*Extrait du texte*.
Cette 121e place traduit une réalité très crue. « Il y a 10 % de citoyens en situation de pauvreté extrême, totale », explique Taïeb Aisse, spécialiste du développement territorial, qui collabore avec le gouvernement actuel, dominé par le Parti de la justice et du développement (PJD, à référentiel islamique). « C’est-à-dire qu’ils n’ont rien. Aucun revenu. C’est très dangereux ! » Outre ce dénuement absolu, la classe moyenne souffre elle aussi de l’écart abyssal entre ce que l’on nomme ici la « vitrine » et le pays réel.
Le pays a pris du retard dans l’éducation et de la santé
Aux portes de Casablanca, sans infrastructures ni transports, des cités bâties à la hâte rappellent les choix de la France au cours des années 1950-1960, dont ses banlieues ne se sont jamais remises. On ne résorbe pas ici la pauvreté : on la déplace, loin des centres-villes et des visiteurs étrangers.

*Données enregistrées*.

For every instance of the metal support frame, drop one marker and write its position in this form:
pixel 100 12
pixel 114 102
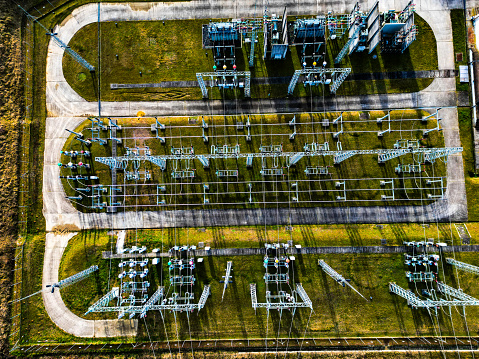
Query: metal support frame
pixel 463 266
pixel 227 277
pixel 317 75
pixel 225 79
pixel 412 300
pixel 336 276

--

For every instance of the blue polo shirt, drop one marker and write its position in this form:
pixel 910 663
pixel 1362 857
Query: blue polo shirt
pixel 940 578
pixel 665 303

*Consigne*. Reprenez l'extrait du texte sur la pauvreté et les cités bâties aux portes de Casablanca, et poursuivez-le à partir de sa dernière phrase.

*Zone de réponse*.
« Le Maroc, c’est simple : il n’y a rien à faire, la galère est partout, même pour retirer le moindre papier administratif… On te traite comme un insecte », soupire Mme Samira, 30 ans, enseignante dans un collège public de la ville.
Son expérience personnelle illustre le retard du pays dans l’un des domaines pris en compte par le PNUD pour son classement : l’éducation.
Deuxième critère, lui aussi pris en compte dans le classement de l’IDH : la santé. « Au Maroc, c’est simple : c’est tout un système de santé qu’il faudrait créer », déplore Othmane Boumaalif.
À 38 ans, ce médecin généraliste appartient à la génération des militants du mouvement dit « du 20-Février », apparu en 2011 dans le sillage des révoltes populaires en Tunisie et en Égypte. Il préside Anfass (« souffles » en arabe) démocratique, une association qui produit régulièrement des notes sur l’économie et la société.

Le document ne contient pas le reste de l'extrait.